──────── INPUT RECORDS

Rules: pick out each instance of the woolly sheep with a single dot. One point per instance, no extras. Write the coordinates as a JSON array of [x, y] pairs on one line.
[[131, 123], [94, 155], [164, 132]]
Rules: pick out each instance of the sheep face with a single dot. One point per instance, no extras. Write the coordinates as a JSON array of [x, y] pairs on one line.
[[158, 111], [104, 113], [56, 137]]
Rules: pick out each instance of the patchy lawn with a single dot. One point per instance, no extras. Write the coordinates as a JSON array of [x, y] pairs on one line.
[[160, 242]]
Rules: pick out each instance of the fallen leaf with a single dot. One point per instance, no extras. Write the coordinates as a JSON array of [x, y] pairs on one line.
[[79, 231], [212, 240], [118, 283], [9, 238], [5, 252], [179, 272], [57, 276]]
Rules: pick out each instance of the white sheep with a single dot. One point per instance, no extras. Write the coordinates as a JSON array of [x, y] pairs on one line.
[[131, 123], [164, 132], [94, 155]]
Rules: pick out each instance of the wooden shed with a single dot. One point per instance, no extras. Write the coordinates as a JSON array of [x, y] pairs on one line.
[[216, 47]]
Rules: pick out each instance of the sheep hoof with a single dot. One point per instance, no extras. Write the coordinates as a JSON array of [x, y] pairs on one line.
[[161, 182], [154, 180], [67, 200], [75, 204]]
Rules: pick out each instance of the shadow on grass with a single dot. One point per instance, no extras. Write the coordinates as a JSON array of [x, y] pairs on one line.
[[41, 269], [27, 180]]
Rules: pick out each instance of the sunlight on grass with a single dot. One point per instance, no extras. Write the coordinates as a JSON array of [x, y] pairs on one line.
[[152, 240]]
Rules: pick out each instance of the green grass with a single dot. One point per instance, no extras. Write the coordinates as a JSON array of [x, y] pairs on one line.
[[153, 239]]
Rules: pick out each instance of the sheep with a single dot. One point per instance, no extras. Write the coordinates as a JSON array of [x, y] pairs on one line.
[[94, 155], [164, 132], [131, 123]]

────────────────

## YOUR INSTRUCTIONS:
Please rewrite the whole listing above as a numbered list with one line per entry, leaving out any blank lines.

## SOLUTION TO THIS TASK:
1. Rules: pick out each instance of the woolly sheep with a single dot. One point per instance, no extras. Write the coordinates as a JSON array of [x, y] pairs on one line.
2. [[131, 123], [94, 155], [164, 132]]
3. Rules: pick out each instance of the sheep face with a single dot. One point per instance, no extras. Write the coordinates as a JSON array of [x, y] pairs on one line.
4. [[158, 111], [104, 113], [56, 137]]
5. Rules: pick out each instance of the patchy lawn with a single dot. One point per instance, no extras. Write the coordinates as a JSON array of [x, y] pairs on one line.
6. [[160, 242]]
7. Rules: pick out each instance of the fallen leaf with a single dot. One point per instance, no extras. Write the coordinates as a JSON array of [x, y] pairs on one line.
8. [[79, 231], [212, 240], [118, 283], [9, 238], [5, 252], [179, 272], [57, 276]]
9. Rules: pick out each instance of the white sheep with a single dot. One point per instance, no extras. Write the coordinates as a JSON array of [x, y] pairs on one line.
10. [[131, 123], [164, 132], [94, 155]]
11. Rules: pick out each instance of the wooden shed with a single dot. One point per instance, no extras. Write the coordinates as a JSON array of [x, y] pairs on one line.
12. [[216, 47]]
13. Rules: pick out each instance of the sheep hoof with a single dot. One point per instance, no extras. Write the coordinates as a JSON array of [x, y] pairs on one line.
14. [[161, 182], [154, 180], [67, 200], [75, 204]]
15. Rules: pick out each instance of the shadow on grass with a single dot. One point per instance, no extras. Write the coordinates as a JSON array of [x, y] pairs on one line.
16. [[41, 269], [27, 180]]
17. Rules: pick out each instance of the sunlight on grass with a single dot. One point per instance, no extras. Write the coordinates as a JSON array of [x, y] pairs on one line.
18. [[152, 240]]
19. Rules: pick out each instance of the green grass with a single dot. One point per instance, no extras. Write the coordinates as a JSON array of [x, y] pairs on one line.
20. [[153, 239]]
21. Rules: pick out each instance of the sheep with a single dot. One point per instance, no extras. Write the coordinates as a JSON array of [x, y] pairs on one line.
22. [[94, 155], [164, 132], [131, 123]]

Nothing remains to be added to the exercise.